Shift every point coordinate by adding -14 to each of its numbers, and write out all lines from the line with "TARGET = wire mesh cage" to the end of the data.

DATASET EXTRACT
--------------------------------------------------
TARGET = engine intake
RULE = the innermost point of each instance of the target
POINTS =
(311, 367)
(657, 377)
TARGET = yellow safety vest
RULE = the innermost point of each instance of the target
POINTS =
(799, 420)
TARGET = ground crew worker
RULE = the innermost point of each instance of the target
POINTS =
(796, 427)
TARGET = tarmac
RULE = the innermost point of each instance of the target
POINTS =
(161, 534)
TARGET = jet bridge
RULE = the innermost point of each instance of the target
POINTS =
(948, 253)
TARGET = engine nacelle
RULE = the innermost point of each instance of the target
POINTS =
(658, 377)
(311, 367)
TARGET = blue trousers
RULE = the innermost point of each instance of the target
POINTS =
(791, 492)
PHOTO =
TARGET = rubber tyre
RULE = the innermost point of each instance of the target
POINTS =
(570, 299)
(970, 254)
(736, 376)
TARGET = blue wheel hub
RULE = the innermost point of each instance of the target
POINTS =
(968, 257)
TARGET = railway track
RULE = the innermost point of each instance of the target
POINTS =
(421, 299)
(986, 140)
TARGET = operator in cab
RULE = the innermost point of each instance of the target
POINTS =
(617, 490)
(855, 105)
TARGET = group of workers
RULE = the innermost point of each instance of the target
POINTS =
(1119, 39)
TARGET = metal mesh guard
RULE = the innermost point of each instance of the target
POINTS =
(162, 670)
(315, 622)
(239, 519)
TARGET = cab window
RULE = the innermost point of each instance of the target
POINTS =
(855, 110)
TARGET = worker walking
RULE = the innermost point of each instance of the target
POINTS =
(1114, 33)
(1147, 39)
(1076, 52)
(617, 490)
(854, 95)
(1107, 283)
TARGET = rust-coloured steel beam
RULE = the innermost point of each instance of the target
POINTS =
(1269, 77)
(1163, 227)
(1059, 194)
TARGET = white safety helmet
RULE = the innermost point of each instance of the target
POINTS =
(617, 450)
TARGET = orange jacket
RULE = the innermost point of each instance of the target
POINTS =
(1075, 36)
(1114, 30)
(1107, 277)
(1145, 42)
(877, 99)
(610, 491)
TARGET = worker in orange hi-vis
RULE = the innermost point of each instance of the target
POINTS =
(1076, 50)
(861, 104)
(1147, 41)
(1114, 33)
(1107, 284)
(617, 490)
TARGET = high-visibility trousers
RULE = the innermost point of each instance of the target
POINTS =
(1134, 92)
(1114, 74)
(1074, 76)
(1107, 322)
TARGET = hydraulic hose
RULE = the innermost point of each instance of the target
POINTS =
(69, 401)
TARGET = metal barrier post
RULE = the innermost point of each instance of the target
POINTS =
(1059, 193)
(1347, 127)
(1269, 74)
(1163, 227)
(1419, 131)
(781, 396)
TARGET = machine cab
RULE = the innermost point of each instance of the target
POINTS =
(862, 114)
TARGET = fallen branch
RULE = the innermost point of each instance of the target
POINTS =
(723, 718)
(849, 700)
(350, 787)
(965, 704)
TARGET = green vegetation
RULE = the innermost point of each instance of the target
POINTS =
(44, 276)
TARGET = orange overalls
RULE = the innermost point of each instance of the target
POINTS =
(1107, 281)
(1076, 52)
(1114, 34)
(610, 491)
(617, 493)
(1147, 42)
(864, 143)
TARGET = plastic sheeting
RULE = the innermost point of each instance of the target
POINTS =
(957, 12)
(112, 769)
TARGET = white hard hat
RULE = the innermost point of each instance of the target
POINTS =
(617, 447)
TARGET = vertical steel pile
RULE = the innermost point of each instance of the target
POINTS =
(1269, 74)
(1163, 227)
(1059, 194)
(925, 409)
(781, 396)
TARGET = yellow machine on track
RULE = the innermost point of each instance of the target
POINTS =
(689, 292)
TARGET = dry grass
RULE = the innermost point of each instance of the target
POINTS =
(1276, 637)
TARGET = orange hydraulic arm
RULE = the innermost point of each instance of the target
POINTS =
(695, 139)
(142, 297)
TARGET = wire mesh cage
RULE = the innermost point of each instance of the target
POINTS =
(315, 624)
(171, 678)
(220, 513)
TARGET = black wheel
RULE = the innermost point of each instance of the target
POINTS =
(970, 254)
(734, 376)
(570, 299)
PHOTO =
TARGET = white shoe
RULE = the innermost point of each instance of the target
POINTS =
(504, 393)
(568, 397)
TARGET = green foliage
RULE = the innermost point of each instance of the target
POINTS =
--------------------------------------------------
OUTPUT
TARGET = wire mesh cage
RULE = the innermost point of each instance of the target
POINTS =
(301, 610)
(157, 664)
(206, 499)
TARGET = black wheel
RULE = the innermost point of each instance of the target
POINTS =
(956, 240)
(720, 362)
(556, 285)
PHOTO =
TARGET = white shoe
RULE = the innermost point of each instance of the target
POINTS =
(490, 379)
(554, 383)
TARGET = green foliage
RULE = the innermost point of each instance of the target
POINTS =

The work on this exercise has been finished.